Verilen metin:
• • • • •

DHL ve Türkiye...
“DHL kontrolü dışında gümrükte yaşanan gecikme”.
Bu cümle ne anlama geliyor bilemedim. Cümleyi kopyaladım ve ünlü arama motoru Google’a yapıştırıp, ara dedim.
İşte DHL ile tanışmam bir vatandaş olarak mağduriyetim, kaygılarım ve üzüntülerin bundan sonra başladı.
Hong Hong’dan 8 dolara aldığım basit bir kulaklığı satıcı, bir süre önce yüzde 51’ini Alman posta idaresi Deutschepost’un aldığı DHL kargo şirketi ile yolladı. Müthiş bir hız. 1 gün sonra paket Türkiye’ye girdi. Üstelik paketin her adımını internetten izleyebiliyorsun.
Gümrük kanununa göre, satın aldığım ürün 70 euronun altında olduğu için rahat rahat kulaklığın gelmesini bekledim. Ancak ‘DHL kontrolü dışında gümrükte yaşanan gecikme’yazınca anlam veremedim. Meğerse paket gümrüğe takılmış.
İşin ilginç yanı da zaten burada. 8 USD değerinde bir kulaklık nasıl olur da gümrüğe takılır?

• • • • •

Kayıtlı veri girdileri

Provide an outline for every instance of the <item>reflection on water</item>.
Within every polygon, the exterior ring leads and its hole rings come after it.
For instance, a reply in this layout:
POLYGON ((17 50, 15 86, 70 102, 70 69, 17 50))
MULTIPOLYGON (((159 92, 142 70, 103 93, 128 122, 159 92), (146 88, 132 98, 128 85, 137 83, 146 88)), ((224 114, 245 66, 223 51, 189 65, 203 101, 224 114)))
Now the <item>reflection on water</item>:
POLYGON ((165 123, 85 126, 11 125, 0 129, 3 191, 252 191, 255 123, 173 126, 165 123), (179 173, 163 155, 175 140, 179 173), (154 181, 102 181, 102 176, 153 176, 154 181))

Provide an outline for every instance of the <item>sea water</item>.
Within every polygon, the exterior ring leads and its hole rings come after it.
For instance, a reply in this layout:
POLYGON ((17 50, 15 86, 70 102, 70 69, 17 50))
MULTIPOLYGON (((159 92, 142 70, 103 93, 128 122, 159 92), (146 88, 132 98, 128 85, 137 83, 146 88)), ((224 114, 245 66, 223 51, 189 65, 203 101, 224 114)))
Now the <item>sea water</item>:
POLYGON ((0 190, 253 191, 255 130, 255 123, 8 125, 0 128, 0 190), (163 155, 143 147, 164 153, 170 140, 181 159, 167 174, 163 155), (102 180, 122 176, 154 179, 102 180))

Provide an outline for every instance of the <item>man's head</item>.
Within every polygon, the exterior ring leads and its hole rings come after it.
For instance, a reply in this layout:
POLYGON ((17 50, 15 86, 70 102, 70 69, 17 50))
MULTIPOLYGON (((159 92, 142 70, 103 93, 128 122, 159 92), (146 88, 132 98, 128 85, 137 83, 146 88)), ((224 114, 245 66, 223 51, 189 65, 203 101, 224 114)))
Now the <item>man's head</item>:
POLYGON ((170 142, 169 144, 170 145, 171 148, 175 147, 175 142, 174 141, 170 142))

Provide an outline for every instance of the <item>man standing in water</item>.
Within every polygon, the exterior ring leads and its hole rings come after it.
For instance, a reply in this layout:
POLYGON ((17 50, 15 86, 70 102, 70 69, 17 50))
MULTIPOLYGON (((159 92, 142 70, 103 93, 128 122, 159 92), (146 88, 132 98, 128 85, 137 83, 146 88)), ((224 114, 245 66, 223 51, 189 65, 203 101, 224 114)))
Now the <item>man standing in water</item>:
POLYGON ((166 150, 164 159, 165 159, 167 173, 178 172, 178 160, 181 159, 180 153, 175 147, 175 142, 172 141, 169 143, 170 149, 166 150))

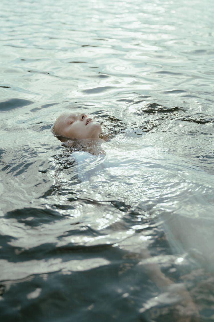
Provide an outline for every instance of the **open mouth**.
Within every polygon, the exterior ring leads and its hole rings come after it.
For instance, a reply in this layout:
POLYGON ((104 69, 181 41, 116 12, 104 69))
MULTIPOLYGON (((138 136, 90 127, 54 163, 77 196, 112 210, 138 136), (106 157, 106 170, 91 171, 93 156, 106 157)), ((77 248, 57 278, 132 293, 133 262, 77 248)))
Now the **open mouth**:
POLYGON ((92 118, 88 118, 86 121, 86 123, 85 123, 86 126, 87 124, 88 124, 90 122, 91 122, 92 121, 93 121, 92 118))

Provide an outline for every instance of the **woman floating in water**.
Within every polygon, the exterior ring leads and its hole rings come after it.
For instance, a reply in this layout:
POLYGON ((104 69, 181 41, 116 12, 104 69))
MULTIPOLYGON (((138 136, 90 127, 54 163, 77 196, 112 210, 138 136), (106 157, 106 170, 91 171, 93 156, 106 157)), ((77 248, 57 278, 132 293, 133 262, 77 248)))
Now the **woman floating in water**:
MULTIPOLYGON (((101 137, 101 126, 93 118, 88 117, 84 113, 62 114, 56 120, 52 131, 55 135, 59 137, 61 141, 66 142, 66 145, 69 146, 73 145, 74 139, 81 140, 81 150, 72 153, 78 167, 82 168, 85 165, 88 165, 88 161, 90 161, 90 159, 93 159, 96 158, 95 156, 105 154, 105 152, 100 148, 101 144, 104 142, 101 137)), ((103 137, 105 138, 105 137, 103 137)), ((105 167, 103 166, 102 166, 104 169, 105 167)), ((94 173, 96 168, 93 170, 94 173)), ((89 179, 90 175, 89 174, 89 172, 88 170, 86 173, 85 172, 84 173, 80 171, 80 175, 78 170, 78 176, 81 181, 85 181, 86 178, 87 180, 89 179), (84 174, 83 176, 82 173, 84 174)), ((139 263, 142 263, 148 276, 163 292, 159 297, 155 298, 154 300, 156 301, 156 304, 161 303, 163 301, 164 303, 167 301, 169 302, 171 298, 174 298, 180 301, 183 309, 184 309, 185 311, 185 314, 183 312, 182 314, 183 318, 179 320, 179 321, 188 322, 192 321, 193 317, 197 317, 197 310, 184 285, 182 283, 175 284, 166 277, 158 265, 152 262, 152 258, 147 249, 145 249, 143 253, 141 254, 141 258, 142 261, 139 263)), ((182 307, 180 308, 182 310, 182 307)), ((177 320, 177 317, 175 317, 175 320, 177 320)), ((194 320, 197 320, 197 318, 194 320)))
POLYGON ((68 138, 98 140, 101 126, 85 113, 64 114, 60 115, 52 128, 55 134, 68 138))

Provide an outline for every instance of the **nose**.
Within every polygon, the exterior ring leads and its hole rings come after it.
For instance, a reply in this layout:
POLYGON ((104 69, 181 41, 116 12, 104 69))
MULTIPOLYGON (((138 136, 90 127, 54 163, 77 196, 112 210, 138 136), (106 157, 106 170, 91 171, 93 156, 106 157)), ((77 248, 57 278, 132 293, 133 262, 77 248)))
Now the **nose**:
POLYGON ((86 115, 85 113, 82 113, 79 115, 80 119, 81 121, 83 121, 85 118, 87 117, 87 115, 86 115))

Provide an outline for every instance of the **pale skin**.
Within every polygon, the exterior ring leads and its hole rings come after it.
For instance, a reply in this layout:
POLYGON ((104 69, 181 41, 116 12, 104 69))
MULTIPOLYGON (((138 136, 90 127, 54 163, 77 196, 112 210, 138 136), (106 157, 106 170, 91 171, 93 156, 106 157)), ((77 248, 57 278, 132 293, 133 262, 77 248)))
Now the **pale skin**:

• • • • •

Verilen görev 1: DHL yazısına göre paket kaç gün sonra Türkiye'ye girmiş?
Verilen görev 2: DHL yazısında "Hong Hong’dan 8" sözleriyle başlayıp "da gümrüğe takılır?" sözlerine kadar giden kısmı olduğu gibi yaz.
Yalnızca DHL yazısındaki bilgilere dayan.

Görev sonucu 1: 1 gün sonra.

Görev sonucu 2:
Hong Hong’dan 8 dolara aldığım basit bir kulaklığı satıcı, bir süre önce yüzde 51’ini Alman posta idaresi Deutschepost’un aldığı DHL kargo şirketi ile yolladı. Müthiş bir hız. 1 gün sonra paket Türkiye’ye girdi. Üstelik paketin her adımını internetten izleyebiliyorsun.
Gümrük kanununa göre, satın aldığım ürün 70 euronun altında olduğu için rahat rahat kulaklığın gelmesini bekledim. Ancak ‘DHL kontrolü dışında gümrükte yaşanan gecikme’yazınca anlam veremedim. Meğerse paket gümrüğe takılmış.
İşin ilginç yanı da zaten burada. 8 USD değerinde bir kulaklık nasıl olur da gümrüğe takılır?